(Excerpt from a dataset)
*-*-*

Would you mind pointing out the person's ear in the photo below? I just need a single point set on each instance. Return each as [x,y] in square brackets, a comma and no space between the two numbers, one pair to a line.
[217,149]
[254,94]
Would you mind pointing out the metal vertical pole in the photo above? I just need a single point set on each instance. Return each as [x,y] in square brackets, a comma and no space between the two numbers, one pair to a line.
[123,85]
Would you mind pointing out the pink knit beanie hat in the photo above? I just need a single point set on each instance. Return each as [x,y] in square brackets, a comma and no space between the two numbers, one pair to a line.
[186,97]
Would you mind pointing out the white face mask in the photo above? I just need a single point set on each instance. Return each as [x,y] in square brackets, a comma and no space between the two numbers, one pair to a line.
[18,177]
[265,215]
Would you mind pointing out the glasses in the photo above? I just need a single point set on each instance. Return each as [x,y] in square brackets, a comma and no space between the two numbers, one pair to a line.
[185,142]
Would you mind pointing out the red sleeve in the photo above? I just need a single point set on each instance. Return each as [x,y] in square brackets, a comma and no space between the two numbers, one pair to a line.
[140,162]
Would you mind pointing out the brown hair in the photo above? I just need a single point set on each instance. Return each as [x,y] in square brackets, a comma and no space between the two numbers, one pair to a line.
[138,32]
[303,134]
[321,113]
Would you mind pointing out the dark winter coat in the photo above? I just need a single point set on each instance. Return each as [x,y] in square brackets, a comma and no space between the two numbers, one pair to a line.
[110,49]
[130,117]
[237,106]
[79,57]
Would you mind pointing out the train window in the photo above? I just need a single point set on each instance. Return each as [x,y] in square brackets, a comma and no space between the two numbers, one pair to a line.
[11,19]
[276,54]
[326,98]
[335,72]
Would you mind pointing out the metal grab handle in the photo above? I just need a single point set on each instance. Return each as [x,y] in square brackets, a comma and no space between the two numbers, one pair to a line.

*-*-*

Exercise: Could you reproduce all of the data above word for word, line by line?

Expected answer:
Would you mind pointing out the person's ear in the photo below? I just need a single point set on each instance. Return each as [x,y] in square brackets, a comma and no space between the two numbers, one pair to a line.
[217,149]
[254,94]
Would you mind pointing out the metal vertical pole in the photo above? I just need a single point set on each instance. Return each as [x,y] in square brackets, a comma and no space between the two numbers, one pair to a line.
[123,85]
Would you mind pointing out the pink knit beanie hat in the photo above? I just need a single point set on each instance. Return each as [x,y] in square brackets, a comma and no space between the two numbers, one pair to a line.
[186,97]
Would you mind pointing out the white face mask in the photo above? I just need a single point set on each instance. Return each as [x,y] in square brackets, a comma and no space between the two numbers, one pair to a line.
[18,177]
[265,215]
Would you mind pointing out the glasses in the photo above? I just need a single point set on each instance. Return each as [x,y] in square brackets, a comma and no space between the two numbers, one pair to a line.
[185,142]
Would you mind pointing out the red sleeve in the photo above? I just need a single point set on each instance. Return each as [x,y] in square brackets, a comma and no space between the two numbers, one pair to a line.
[140,162]
Would you mind pointing out the brown hair in the photo above? I just need a single point set on each instance. Return each as [x,y] in square brackets, a comma and no space between the two numbers, one pair to a line.
[138,32]
[303,134]
[321,113]
Would you mind pointing out the dark winter coat in the photo above? I just need a single point set on each instance. Return each as [x,y] in square brackets, a comma and no space between the two numbers, one pair to a line.
[110,49]
[130,117]
[237,106]
[79,57]
Would you mind pointing out the train window in the photo above? I just need a single point set on each instance. Return each as [x,y] in square brackets, a comma and no space between the two numbers, one pair to a line.
[11,19]
[276,54]
[326,98]
[335,72]
Would you mind pointing out the metal grab handle in the photo above? I just need a single point set on each instance. Return each as [x,y] in square brackets, a comma and no space between the two numbers, one pair to a line.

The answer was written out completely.